**Exercise:** Using the material that follows, output exactly the lines from the one containing "Target: airplane nose" through the one containing "Target: airplane fuselage", with both ends kept.
╭──
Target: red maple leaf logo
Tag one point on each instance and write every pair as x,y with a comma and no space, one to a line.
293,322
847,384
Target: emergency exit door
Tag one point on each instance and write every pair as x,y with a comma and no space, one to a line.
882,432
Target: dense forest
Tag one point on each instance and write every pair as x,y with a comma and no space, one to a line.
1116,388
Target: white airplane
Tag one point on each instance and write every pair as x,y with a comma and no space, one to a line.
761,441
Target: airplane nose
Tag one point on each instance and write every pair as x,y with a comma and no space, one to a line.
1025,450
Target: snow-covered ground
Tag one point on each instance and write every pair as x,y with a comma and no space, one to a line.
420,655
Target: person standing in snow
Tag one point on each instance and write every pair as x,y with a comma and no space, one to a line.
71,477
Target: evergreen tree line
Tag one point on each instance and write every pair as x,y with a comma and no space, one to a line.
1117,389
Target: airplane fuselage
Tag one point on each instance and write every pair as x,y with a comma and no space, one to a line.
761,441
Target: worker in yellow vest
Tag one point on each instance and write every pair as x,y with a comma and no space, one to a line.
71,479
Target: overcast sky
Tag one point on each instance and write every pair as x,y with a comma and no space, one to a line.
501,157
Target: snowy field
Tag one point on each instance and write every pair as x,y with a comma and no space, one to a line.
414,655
╰──
╭──
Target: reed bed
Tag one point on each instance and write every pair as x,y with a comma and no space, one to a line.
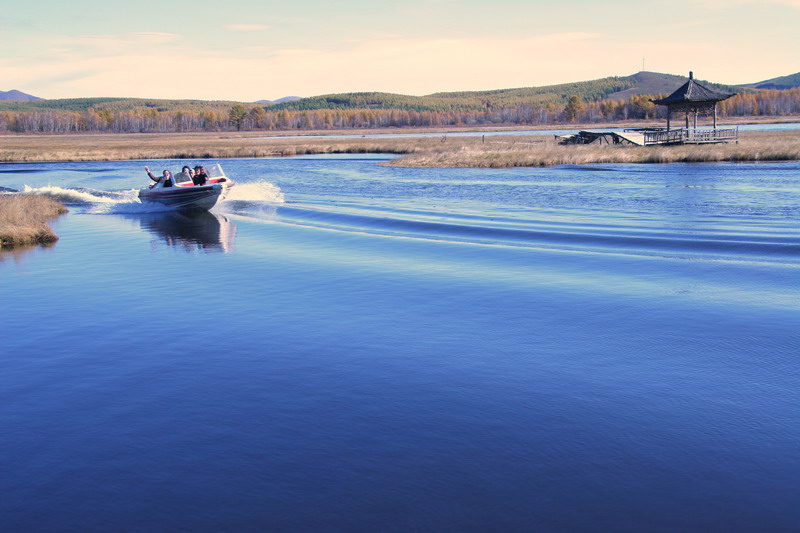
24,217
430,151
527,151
╰──
╭──
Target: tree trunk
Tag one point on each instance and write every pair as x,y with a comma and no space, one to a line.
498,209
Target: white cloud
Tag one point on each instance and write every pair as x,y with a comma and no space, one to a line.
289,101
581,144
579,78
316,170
╰──
**Output below:**
Target: airplane nose
Tag one point on each instance and write every pair as x,y with a comma and no space, one to a line.
1025,450
Target: snow-covered ground
Tag one point on each instance and write every pair as x,y with a comma and no space, one to a line.
420,655
Target: person standing in snow
Tag one point on each instance and write every pair as x,y with a comma and no space, one to a line.
71,477
Target: evergreen tree line
Tag one point on each instance and write every pair as x,y with a comma and no space, one to a line.
1117,389
Target: airplane fuselage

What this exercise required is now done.